PAGE EXTRACT:
An intersection of collections, each of which is closed under *, is itself
necessarily closed under * since any a, b in it, that * knows how to combine,
are necessarily in each of the collections intersected, each of which is closed
so also contains a*b, which is thus a member of the intersection. For any
collection V of operands of *, V's closure under
* is the
intersection of all collections, closed under *, that subsume V; this is a
minimal collection of *'s operands that does subsume V, provided * itself is
closed (to avoid intersect(empty) as the closure).
One of the ways we can represent a binary operator * is as the embedding (: (: b*a ←a :) ←b :) which represents each left operand by a relation between values and right operands. When this embedding is iso (it is always a mapping; so it is enough to show it monic) we can use it to reason about the action of our binary operator in terms of the composition on relations. When * is closed on V, the embedding is a mapping ({relations (V: :V)}: |V); given that {relations (V: :V)} is closed under composition, it is not unreasonable to hope that our embedding's collection of left values is likewise closed under composition. When it is, if the embedding is also monic and the binary operator associative (see below), the embedding serves as a faithful representation of our binary operator.
For any collection U of operands of a binary operator *, we
can restrict the associated embedding and its left values on the right with U to
get (: (: a*b ←b :U) ←a |U) and thereby obtain the binary operator on
U whose associated embedding this is; I shall refer to this as
*'s restriction
to U. (In contrast, the normal
restriction of relations applied to *'s associated embedding gives (: (: a*b
←b :) ←a |U), which doesn't restrict its left values; the binary
operator associated with this mapping combines a in U with an arbitrary right
operand b of *, rather than also restricting to right operands b in U. For this
reason, I do not treat a binary operator as definitively synonymous with its
associated embedding; they support distinct meanings of restrict
.) Note
that this does not restrict the left values of the embedding's left values, so
every a*b with a, b in U is valid for this restricted binary operator, even if
a*b isn't in U; thus *'s restriction to U is closed (as a binary operator)
precisely if U is closed under * (hence also under its restriction to U). When
U is not closed under *, restricting (: (U: a*b ←b :U) ←a :U) would
give a closed binary operator; but some a*b with a, b in U would be valid for *
but (due to a*b not being in U) not valid for this restriction.
Distinguishing the binary operator from the mapping that
encodes it also allows me to define a distinct meaning
of subsume
for a binary operator. One binary operator, *,
subsumes another, @, precisely if: whenever @ knows how to combine a with b, so
does *; and every value @ admits for a@b is a value * admits for a*b. For
unambiguous *, @ is necessarily unambiguous also; if @ is flat, in this case, it
is then simply a restriction of *. However, in general, @ may be pickier than *
about which operands it choses to combine. When * is unambiguous, restriction
and such pickiness are the only options; but for ambiguous * we can also simply
have @ combine a@b to produce only some of the values a*b can take.
I'll describe an expression that combines values using binary operators
as valid
precisely if each use of each binary operator
has, as its operands, values the given binary operator can combine; the binary
operator template actually makes the expression assert this anyway, but overtly
saying it's valid makes the sentences below read more clearly – a*b is
valid
is only slightly clearer than * does know how to combine a and
b
but I encourage the interested reader to think about how the specification
of associativity, that follows, would end up without the validity
short-hand.

SUPPLIED MATERIAL:
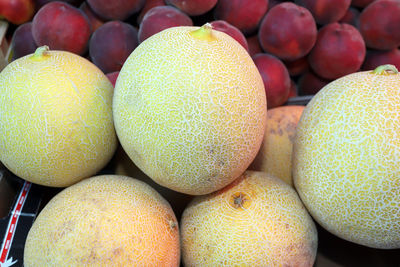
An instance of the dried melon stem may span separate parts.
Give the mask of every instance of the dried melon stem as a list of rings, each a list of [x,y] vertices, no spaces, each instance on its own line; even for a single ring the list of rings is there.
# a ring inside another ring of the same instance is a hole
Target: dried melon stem
[[[373,70],[374,74],[378,74],[378,75],[384,75],[384,74],[397,74],[399,73],[399,71],[397,70],[397,68],[394,65],[391,64],[385,64],[385,65],[381,65],[379,67],[377,67],[376,69]]]
[[[206,40],[206,41],[213,41],[215,37],[212,32],[212,26],[210,23],[206,23],[201,26],[199,29],[191,31],[190,35],[197,39]]]
[[[33,53],[33,55],[31,56],[31,59],[43,60],[48,54],[48,51],[50,51],[50,48],[47,45],[39,46],[38,48],[36,48],[35,53]]]

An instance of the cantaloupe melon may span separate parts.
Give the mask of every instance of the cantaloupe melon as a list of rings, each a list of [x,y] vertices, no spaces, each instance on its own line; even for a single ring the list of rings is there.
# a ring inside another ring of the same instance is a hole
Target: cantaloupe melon
[[[94,175],[117,145],[113,86],[87,59],[40,47],[0,73],[0,160],[17,176],[64,187]]]
[[[87,178],[54,196],[26,239],[24,266],[179,266],[179,227],[152,187],[119,175]]]
[[[311,215],[368,247],[400,248],[400,74],[381,66],[319,91],[297,125],[293,179]]]
[[[186,194],[216,191],[260,147],[266,96],[257,67],[229,35],[172,27],[142,42],[114,91],[118,138],[157,183]]]
[[[249,170],[267,172],[293,186],[293,141],[303,110],[304,106],[300,105],[268,110],[264,140]]]
[[[265,172],[194,197],[180,226],[185,266],[311,267],[317,254],[317,229],[296,191]]]

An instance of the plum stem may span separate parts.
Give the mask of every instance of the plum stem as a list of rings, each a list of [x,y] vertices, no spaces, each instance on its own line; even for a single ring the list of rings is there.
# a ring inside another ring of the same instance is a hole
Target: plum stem
[[[397,68],[394,65],[391,65],[391,64],[381,65],[381,66],[378,66],[376,69],[373,70],[374,74],[379,74],[379,75],[388,74],[388,72],[392,72],[394,74],[399,73]]]
[[[214,35],[212,34],[212,26],[210,23],[206,23],[200,28],[191,31],[190,34],[198,39],[212,41],[215,39]]]

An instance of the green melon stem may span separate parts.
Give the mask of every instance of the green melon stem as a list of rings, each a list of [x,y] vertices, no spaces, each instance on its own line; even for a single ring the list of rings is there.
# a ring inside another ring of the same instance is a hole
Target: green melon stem
[[[206,23],[197,30],[191,31],[190,34],[201,40],[212,41],[215,39],[212,33],[212,26],[210,23]]]
[[[41,59],[47,54],[48,51],[50,51],[50,48],[47,45],[39,46],[36,48],[35,53],[33,53],[32,58]]]
[[[397,73],[399,73],[399,71],[397,70],[397,68],[394,65],[385,64],[385,65],[381,65],[381,66],[377,67],[376,69],[374,69],[373,73],[378,74],[378,75],[383,75],[383,74],[388,74],[388,73],[397,74]]]

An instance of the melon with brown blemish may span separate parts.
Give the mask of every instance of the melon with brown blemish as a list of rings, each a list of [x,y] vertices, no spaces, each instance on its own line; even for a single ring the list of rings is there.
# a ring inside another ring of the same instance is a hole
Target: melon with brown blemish
[[[293,185],[293,141],[303,110],[304,106],[293,105],[280,106],[268,111],[264,140],[248,169],[268,172]]]
[[[246,171],[196,196],[181,219],[184,266],[313,266],[318,236],[294,188]]]
[[[95,176],[54,196],[26,239],[24,266],[179,266],[179,228],[152,187]]]

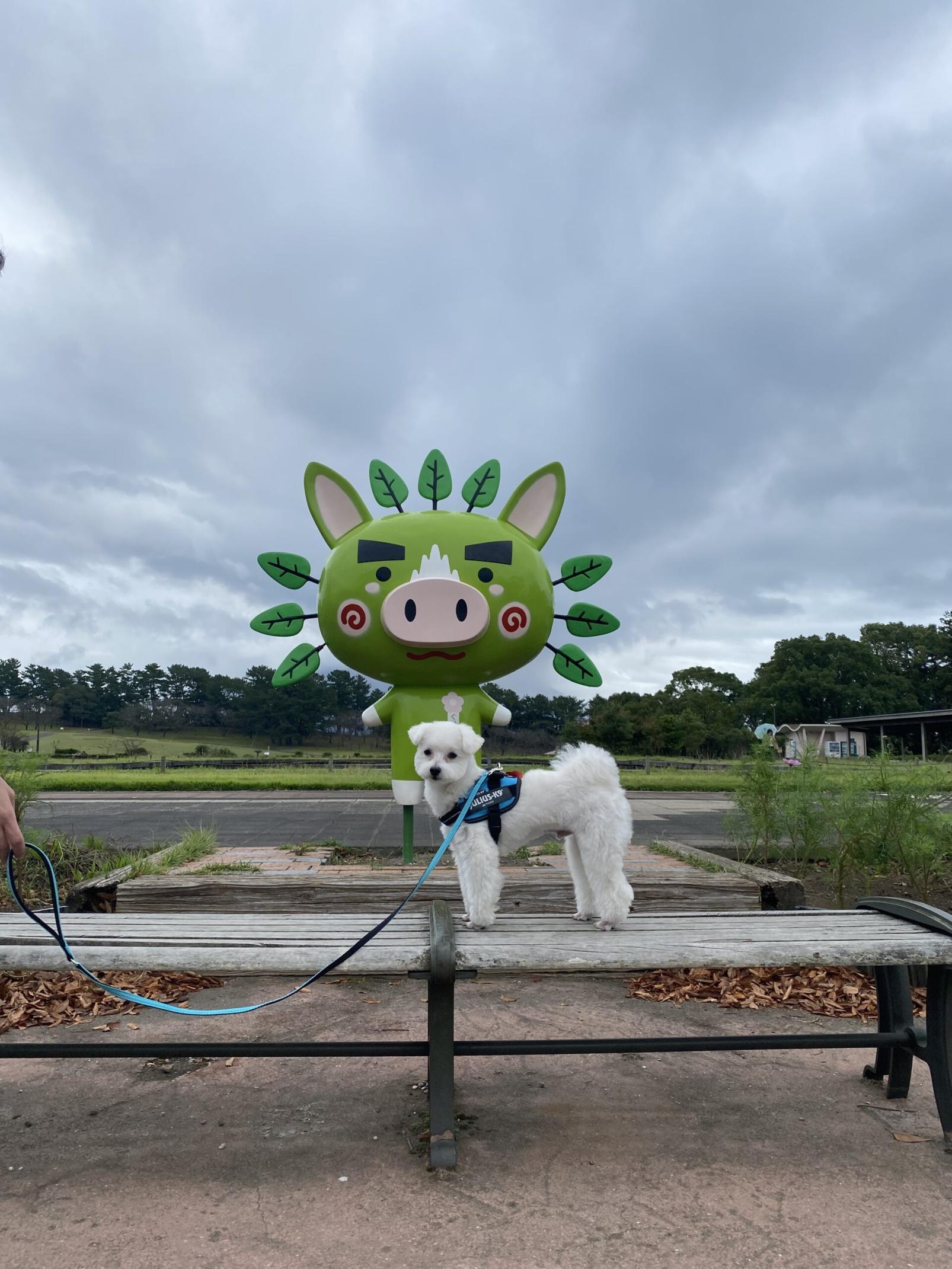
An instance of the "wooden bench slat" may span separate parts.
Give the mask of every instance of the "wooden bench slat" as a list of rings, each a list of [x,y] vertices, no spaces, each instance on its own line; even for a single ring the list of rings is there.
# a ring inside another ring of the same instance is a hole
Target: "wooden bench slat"
[[[66,937],[94,970],[307,975],[381,914],[71,914]],[[503,914],[493,930],[457,920],[461,970],[605,972],[821,964],[944,964],[952,939],[869,910],[636,914],[604,933],[566,916]],[[425,912],[404,912],[339,973],[429,966]],[[0,914],[0,968],[65,968],[60,949],[20,914]]]

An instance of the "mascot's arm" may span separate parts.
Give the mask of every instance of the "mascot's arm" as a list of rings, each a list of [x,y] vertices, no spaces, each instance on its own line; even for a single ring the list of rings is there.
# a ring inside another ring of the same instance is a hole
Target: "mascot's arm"
[[[508,727],[513,721],[512,709],[498,704],[482,688],[480,688],[480,717],[489,727]]]
[[[386,692],[380,700],[374,700],[360,714],[364,727],[382,727],[393,717],[393,689]]]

GIVEN TASK:
For each statement below, say yes or no according to the text on binary operators, and quote the words of the text that decide it.
1. An intersection of collections that are each closed under * is itself closed under *.
2. The author treats a binary operator as definitively synonymous with its associated embedding.
3. If * is unambiguous and subsumes @, then @ is also unambiguous.
Rely on the text alone, not on the lines.

FULL SOLUTION:
1. Yes: "An intersection of collections, each of which is closed under *, is itself necessarily closed under *"
2. No: "I do not treat a binary operator as definitively synonymous with its associated embedding"
3. Yes: "For unambiguous *, @ is necessarily unambiguous also"